Point-per-instance localization data
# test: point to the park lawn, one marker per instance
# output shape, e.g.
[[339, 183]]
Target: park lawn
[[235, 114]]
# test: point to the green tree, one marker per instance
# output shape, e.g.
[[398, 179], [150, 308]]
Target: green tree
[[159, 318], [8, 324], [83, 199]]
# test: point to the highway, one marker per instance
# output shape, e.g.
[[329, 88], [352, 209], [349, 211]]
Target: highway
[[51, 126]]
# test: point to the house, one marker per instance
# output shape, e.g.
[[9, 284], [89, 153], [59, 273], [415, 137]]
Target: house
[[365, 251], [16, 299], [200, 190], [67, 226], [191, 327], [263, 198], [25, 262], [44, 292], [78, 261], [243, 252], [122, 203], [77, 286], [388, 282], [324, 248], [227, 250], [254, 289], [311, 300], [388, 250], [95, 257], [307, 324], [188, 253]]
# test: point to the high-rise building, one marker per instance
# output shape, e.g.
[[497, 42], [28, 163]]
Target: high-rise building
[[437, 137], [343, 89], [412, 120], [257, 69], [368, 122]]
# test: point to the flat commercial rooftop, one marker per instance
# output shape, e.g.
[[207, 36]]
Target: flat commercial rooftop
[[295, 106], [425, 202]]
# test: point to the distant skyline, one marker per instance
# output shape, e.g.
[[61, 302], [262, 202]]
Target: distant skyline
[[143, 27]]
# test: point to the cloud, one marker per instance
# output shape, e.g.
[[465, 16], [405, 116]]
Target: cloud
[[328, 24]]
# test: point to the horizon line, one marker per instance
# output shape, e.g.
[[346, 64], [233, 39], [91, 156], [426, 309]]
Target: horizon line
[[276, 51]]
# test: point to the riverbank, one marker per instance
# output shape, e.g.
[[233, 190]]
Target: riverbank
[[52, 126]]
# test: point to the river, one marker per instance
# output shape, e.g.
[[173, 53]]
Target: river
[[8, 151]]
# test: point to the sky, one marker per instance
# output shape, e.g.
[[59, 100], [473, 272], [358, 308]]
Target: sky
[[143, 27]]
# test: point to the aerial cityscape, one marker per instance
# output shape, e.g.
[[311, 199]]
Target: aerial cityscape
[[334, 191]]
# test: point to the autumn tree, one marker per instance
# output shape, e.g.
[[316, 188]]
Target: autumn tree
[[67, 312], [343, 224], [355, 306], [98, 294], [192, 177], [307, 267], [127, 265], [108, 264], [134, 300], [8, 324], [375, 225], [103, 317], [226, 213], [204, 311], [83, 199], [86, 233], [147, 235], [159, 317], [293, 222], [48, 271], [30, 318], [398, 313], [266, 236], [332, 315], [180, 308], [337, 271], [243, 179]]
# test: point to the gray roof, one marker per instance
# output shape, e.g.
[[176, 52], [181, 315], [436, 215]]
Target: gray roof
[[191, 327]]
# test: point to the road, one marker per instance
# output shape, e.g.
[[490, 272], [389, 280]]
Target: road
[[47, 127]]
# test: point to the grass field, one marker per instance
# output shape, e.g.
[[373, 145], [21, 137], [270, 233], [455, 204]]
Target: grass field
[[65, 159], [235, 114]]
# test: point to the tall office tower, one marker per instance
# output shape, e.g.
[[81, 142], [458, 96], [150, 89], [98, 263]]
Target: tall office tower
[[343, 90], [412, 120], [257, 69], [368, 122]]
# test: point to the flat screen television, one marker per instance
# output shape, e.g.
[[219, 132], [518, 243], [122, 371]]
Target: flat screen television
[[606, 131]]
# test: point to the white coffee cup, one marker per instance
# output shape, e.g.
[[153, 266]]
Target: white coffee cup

ASSIGNED TASK
Please output the complete set of records above without any alteration.

SOLUTION TO THE EXERCISE
# test: point to the park lawn, one marker per instance
# output shape, e.g.
[[339, 183]]
Target: park lawn
[[235, 114]]
# test: point to the green tree, one marker per instance
# output shape, e.g.
[[398, 179], [150, 308]]
Target: green tree
[[159, 318], [8, 324], [83, 199]]
# test: point to the highway, one marker per instance
# output shape, e.g.
[[329, 88], [352, 209], [349, 211]]
Target: highway
[[51, 126]]
# test: point to the house, one marker per instance
# output shape, e.g.
[[9, 284], [89, 153], [59, 273], [415, 137]]
Target: house
[[365, 251], [16, 299], [200, 190], [67, 226], [191, 327], [263, 198], [25, 262], [44, 292], [78, 261], [243, 252], [122, 203], [77, 286], [388, 282], [324, 248], [227, 250], [254, 289], [311, 300], [388, 250], [95, 257], [307, 324], [188, 253]]
# test: point to the high-rise building, one marker per instance
# output shape, e.g.
[[497, 42], [28, 163]]
Target: high-rise building
[[437, 137], [343, 89], [412, 120], [257, 69], [368, 122]]
# test: point to the flat commercial rooftop, one marker per instance
# output shape, e.g.
[[207, 36]]
Target: flat commercial rooftop
[[295, 106], [425, 202]]
# test: point to the distant skyline, one marker per instance
# output shape, e.g.
[[61, 302], [262, 202]]
Target: distant skyline
[[143, 27]]
# test: point to the cloud, one marker per instance
# output shape, e.g.
[[465, 16], [405, 116]]
Target: cloud
[[328, 24]]
# test: point to the horizon line, one marker per instance
# output shape, e.g.
[[346, 64], [233, 39], [91, 156], [426, 309]]
Target: horizon line
[[276, 51]]
# test: point to the riverbank, one marker per instance
# output shape, e.g.
[[233, 190]]
Target: riverbank
[[52, 126]]
# test: point to the river, one marker per instance
# output shape, e.g.
[[173, 53]]
Target: river
[[8, 151]]
# test: point to the sky, one marker per instance
# output shape, e.g.
[[59, 100], [473, 272], [358, 308]]
Target: sky
[[143, 27]]
# test: point to the aerial cityscape, one marker per instance
# output shape, e.g.
[[311, 199]]
Target: aerial cityscape
[[334, 191]]
# test: point to the autumn tree, one marker per instance
# output shape, e.g.
[[316, 188]]
Target: autumn tree
[[67, 312], [343, 224], [355, 306], [98, 294], [192, 177], [307, 267], [127, 265], [108, 264], [134, 300], [8, 324], [375, 225], [103, 317], [226, 213], [204, 311], [83, 199], [86, 233], [147, 235], [159, 317], [293, 222], [48, 271], [30, 318], [398, 313], [266, 236], [332, 315], [180, 308], [337, 271], [243, 179]]
# test: point to the gray roof, one marker per instance
# output shape, e.g.
[[176, 52], [181, 315], [436, 215]]
Target: gray roof
[[191, 327]]
# test: point to the road, one marker per instance
# output shape, e.g.
[[490, 272], [389, 280]]
Target: road
[[47, 127]]
# test: point to the grass field, one marker per instance
# output shape, e.g.
[[373, 145], [21, 137], [270, 233], [455, 204]]
Target: grass field
[[65, 159], [235, 114]]
# test: point to the tall office tower, one marker per instance
# output shape, e.g.
[[81, 142], [458, 96], [150, 89], [98, 263]]
Target: tall office tower
[[343, 90], [412, 120], [257, 69], [368, 122]]
# test: point to the flat screen television, one marker per instance
# output shape, e.g.
[[219, 132], [518, 243], [122, 371]]
Target: flat screen television
[[606, 131]]
# test: point to the white coffee cup, one marker per instance
# output shape, e.g.
[[153, 266]]
Target: white coffee cup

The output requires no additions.